• TO BE DONE:
Reproduce only the lines from the start of the data through the line containing "0,0 -> 640,110", requests included. Multiply each box coordinate in the answers by 1.1 and round to whole numbers, halves up, leaving the numbers in the requests and their format samples unchanged.

• STORED ROWS:

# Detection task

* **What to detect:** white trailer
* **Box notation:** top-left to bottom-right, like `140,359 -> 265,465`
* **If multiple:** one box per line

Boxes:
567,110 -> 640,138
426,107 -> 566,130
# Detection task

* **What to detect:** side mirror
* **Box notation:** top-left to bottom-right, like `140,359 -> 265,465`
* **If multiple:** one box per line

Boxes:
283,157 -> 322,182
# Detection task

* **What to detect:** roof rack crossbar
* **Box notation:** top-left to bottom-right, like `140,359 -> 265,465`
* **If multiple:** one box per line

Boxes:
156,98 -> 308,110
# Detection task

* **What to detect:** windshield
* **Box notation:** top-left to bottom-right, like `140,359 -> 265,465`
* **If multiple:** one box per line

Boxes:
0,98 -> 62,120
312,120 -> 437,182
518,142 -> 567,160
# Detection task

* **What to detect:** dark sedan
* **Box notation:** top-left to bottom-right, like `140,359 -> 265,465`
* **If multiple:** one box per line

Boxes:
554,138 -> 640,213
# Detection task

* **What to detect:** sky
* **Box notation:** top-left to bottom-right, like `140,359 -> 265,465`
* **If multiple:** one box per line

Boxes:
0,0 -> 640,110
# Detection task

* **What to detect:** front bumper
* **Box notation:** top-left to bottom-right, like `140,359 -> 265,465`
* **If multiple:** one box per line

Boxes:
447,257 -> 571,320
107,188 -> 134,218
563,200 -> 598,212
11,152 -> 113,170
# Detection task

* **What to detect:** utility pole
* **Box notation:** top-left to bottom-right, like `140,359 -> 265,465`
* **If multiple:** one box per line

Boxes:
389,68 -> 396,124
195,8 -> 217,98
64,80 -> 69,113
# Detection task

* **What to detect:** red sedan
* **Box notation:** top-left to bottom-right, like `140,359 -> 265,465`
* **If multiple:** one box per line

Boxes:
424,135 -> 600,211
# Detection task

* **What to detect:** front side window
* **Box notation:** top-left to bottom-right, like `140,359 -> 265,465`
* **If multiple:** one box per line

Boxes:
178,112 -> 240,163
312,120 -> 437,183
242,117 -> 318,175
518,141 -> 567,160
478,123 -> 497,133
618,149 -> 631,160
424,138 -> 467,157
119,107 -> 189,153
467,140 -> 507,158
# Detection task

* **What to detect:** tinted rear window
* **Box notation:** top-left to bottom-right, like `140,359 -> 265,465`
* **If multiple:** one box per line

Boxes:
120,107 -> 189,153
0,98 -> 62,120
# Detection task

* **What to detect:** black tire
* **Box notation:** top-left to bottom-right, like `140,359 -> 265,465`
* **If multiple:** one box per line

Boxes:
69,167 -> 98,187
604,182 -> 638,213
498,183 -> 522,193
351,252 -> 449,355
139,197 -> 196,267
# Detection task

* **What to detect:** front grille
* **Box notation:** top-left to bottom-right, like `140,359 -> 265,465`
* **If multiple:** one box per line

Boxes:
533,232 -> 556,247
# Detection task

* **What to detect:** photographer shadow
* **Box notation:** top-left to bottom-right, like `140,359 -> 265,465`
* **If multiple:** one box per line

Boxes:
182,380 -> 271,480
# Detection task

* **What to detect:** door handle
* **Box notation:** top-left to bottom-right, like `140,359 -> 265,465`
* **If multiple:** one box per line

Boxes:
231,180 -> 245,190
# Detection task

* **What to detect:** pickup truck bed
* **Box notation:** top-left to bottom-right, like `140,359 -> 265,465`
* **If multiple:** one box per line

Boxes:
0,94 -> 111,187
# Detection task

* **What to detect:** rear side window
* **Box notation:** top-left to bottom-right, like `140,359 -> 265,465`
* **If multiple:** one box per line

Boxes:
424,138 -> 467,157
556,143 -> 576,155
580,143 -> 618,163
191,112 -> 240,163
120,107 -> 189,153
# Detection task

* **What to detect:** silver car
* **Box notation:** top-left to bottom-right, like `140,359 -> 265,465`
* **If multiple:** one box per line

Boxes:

• FINAL RESULT:
# Detection task

* **What to detect:** white trailer
* **Box notation:** top-left to bottom-right, like `140,359 -> 265,465`
* **If multiple:** one box per line

Boxes:
624,121 -> 704,152
469,118 -> 623,143
# Detection task

* **What to detect:** side mirror
* **Box notation:** top-left to bottom-right, like `140,359 -> 265,465`
* **If multiple:** one box per line

Boxes:
311,173 -> 354,200
# Detection task

* **What to detect:** roof rack crossbar
* **Box notation:** top-left to bottom-right, like `140,359 -> 265,465`
* **If multiple:** one box per line

Boxes:
172,108 -> 339,121
# Detection task

* **What to detect:** windshield
* **Box notation:** top-left to bottom-right, like `140,359 -> 265,465`
* **If multiple:** one box per line

Boxes:
0,108 -> 68,132
343,132 -> 481,200
570,156 -> 624,176
# Detection task

* **What to detect:** dark sedan
* **Box notation:** top-left to bottom-right, like `140,359 -> 265,465`
* **If multiple:** one box per line

Boxes:
609,152 -> 704,234
# Detection task

* **What to detect:** sky
* **Box notation:** top-left to bottom-right, like `140,359 -> 265,465`
* **If multiple:** one box per line

Boxes:
0,0 -> 704,121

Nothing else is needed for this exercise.